**Exercise brief:** Exactly the lines from the one containing "Note: indicate every instance of the race" through the end of the data below are to be reproduced, and nothing besides them.

**Object location annotation data:**

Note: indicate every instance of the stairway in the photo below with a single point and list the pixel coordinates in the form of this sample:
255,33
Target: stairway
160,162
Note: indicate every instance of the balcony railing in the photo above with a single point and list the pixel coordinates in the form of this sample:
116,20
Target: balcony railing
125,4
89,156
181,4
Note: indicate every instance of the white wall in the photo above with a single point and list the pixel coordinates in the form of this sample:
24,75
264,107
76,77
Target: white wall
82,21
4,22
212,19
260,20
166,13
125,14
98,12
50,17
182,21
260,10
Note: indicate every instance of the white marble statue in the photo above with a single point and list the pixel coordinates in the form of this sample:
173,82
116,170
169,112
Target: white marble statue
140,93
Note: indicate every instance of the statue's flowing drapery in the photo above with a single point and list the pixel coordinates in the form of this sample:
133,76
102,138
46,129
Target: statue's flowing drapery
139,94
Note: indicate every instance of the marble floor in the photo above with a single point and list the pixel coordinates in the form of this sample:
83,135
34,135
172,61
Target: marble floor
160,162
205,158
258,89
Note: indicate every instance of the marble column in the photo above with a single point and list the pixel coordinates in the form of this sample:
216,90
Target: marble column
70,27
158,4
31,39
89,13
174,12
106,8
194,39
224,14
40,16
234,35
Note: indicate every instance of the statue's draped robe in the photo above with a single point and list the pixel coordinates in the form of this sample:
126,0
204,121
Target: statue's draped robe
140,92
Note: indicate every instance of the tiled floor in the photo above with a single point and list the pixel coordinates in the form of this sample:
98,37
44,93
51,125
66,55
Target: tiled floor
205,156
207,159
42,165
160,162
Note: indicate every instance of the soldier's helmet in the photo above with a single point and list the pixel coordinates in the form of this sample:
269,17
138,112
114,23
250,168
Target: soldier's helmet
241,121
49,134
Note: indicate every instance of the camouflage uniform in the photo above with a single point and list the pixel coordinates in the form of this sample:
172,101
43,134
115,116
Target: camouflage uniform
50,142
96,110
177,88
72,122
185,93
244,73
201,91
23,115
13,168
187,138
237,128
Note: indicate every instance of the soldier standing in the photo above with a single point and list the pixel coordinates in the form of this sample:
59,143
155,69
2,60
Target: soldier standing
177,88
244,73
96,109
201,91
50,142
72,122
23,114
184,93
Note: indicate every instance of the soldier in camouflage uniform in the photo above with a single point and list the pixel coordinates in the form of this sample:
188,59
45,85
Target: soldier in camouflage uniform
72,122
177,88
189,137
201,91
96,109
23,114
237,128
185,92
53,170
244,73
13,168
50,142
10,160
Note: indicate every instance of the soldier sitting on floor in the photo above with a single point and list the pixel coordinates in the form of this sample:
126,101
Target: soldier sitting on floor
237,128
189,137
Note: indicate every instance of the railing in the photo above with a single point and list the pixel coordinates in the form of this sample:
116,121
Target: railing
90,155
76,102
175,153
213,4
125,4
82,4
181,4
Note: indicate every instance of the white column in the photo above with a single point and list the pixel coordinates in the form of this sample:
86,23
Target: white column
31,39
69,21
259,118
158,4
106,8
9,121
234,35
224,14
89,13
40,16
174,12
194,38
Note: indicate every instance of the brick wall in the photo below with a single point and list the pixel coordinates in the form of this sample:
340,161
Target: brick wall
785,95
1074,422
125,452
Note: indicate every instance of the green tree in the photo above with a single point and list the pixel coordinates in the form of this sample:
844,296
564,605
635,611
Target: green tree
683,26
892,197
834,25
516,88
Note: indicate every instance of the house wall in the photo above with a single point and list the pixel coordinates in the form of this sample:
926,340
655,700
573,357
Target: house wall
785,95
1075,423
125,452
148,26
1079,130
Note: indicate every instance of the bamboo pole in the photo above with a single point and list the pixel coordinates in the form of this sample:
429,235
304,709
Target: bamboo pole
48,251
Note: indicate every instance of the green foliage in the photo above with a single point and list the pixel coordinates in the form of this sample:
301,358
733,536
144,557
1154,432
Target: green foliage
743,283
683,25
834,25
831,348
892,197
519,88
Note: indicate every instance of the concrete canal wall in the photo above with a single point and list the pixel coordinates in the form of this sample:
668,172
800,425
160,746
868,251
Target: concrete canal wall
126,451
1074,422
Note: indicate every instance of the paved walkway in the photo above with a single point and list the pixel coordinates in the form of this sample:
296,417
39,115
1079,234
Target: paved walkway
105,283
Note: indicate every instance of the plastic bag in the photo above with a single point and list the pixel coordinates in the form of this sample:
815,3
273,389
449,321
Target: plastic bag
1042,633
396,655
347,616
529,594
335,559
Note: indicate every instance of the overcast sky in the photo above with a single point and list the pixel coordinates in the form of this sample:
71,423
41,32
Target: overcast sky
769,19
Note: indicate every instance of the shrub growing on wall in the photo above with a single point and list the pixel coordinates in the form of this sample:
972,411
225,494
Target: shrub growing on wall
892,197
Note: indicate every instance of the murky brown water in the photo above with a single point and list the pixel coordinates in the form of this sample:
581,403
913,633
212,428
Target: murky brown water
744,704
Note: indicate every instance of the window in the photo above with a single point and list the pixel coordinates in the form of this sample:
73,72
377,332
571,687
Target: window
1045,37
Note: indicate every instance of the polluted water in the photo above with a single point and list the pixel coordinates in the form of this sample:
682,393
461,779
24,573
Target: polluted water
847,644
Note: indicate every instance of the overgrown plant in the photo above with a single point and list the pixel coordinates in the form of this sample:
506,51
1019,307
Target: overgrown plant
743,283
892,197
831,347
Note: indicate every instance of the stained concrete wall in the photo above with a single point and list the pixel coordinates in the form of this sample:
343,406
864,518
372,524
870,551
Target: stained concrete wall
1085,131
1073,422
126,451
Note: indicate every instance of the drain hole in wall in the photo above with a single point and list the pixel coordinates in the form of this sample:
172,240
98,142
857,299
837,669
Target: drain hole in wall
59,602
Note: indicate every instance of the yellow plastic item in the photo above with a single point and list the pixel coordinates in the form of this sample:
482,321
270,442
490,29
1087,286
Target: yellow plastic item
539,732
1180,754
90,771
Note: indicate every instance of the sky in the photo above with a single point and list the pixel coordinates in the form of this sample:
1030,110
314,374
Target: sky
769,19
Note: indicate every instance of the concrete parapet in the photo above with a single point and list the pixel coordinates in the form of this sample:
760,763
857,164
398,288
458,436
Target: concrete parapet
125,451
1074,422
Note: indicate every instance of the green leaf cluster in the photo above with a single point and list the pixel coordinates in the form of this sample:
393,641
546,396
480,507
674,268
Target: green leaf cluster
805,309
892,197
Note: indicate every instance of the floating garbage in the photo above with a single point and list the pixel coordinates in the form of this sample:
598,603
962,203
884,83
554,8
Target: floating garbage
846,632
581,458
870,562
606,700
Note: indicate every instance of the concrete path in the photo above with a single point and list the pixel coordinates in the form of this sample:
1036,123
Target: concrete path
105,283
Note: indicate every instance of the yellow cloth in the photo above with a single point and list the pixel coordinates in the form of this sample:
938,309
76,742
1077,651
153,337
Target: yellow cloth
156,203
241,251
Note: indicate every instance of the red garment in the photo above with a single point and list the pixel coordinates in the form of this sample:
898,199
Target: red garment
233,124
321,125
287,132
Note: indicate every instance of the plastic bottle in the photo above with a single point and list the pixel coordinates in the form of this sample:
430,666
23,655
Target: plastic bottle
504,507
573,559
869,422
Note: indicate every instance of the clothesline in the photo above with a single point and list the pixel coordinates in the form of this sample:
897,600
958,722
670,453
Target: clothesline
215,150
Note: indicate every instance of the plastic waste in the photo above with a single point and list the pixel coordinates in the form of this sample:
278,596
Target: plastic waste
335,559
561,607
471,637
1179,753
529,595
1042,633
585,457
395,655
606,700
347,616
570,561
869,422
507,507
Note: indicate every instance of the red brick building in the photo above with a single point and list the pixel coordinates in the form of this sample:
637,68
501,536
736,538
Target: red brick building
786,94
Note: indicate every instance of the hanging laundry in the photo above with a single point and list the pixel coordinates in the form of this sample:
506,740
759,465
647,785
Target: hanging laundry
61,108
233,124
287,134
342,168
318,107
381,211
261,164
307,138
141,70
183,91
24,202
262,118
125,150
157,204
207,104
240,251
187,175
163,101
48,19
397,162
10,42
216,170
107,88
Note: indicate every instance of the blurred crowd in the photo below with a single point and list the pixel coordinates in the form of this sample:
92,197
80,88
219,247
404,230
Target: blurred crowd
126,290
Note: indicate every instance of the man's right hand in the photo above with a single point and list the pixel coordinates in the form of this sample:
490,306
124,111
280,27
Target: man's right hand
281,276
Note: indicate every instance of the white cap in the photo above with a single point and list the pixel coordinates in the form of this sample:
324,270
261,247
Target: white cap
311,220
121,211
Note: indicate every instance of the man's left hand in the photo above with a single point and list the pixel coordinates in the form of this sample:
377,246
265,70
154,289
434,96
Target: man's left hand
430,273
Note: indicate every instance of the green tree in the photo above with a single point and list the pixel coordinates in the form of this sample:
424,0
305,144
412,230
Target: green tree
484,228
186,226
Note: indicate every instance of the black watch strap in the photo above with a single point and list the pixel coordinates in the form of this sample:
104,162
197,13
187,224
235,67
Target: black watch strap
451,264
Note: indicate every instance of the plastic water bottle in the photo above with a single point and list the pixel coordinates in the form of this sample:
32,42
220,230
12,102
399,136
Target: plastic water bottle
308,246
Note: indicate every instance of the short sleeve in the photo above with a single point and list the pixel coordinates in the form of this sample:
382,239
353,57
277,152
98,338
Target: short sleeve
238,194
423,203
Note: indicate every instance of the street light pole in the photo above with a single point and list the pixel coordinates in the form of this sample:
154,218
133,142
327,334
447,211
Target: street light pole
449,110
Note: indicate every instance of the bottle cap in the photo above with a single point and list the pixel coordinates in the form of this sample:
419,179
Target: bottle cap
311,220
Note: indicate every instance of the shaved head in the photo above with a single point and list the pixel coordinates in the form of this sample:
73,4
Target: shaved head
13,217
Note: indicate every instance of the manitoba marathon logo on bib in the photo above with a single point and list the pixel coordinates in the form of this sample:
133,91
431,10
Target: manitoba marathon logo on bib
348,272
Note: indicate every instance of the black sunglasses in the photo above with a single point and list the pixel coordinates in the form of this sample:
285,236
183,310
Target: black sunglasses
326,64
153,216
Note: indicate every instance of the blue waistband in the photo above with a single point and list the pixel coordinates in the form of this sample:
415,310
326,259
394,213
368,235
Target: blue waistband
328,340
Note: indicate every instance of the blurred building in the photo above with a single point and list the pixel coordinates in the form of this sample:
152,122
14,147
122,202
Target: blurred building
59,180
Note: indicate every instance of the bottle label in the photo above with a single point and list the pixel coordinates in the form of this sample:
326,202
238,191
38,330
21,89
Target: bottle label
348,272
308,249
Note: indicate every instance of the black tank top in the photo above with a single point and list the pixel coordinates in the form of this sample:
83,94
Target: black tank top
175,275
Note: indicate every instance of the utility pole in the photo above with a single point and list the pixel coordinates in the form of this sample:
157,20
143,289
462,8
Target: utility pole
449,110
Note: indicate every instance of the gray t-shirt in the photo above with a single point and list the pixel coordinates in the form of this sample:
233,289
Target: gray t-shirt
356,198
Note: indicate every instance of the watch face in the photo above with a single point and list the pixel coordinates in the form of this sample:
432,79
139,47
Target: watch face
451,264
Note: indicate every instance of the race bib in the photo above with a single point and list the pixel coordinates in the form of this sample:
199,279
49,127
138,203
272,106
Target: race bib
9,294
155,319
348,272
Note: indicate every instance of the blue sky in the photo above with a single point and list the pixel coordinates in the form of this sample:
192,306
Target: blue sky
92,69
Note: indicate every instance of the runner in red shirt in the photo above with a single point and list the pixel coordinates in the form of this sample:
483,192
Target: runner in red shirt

**Answer for the task:**
Note: indicate every instance of the race bib in the photo above with a single point and list the pixel coordinates in the form of this sample:
199,279
49,127
138,203
272,106
Target: race bib
9,294
155,319
348,272
Note: indicate every instance of the blue sky in the photo above with a single point and list the pixel coordinates in the form of this sample:
192,306
Target: blue sky
92,69
Note: indicate every instance of the runner in red shirt in the photo above with a single point and list the pixel coordinates in the form of this sample:
483,192
Target: runner in red shirt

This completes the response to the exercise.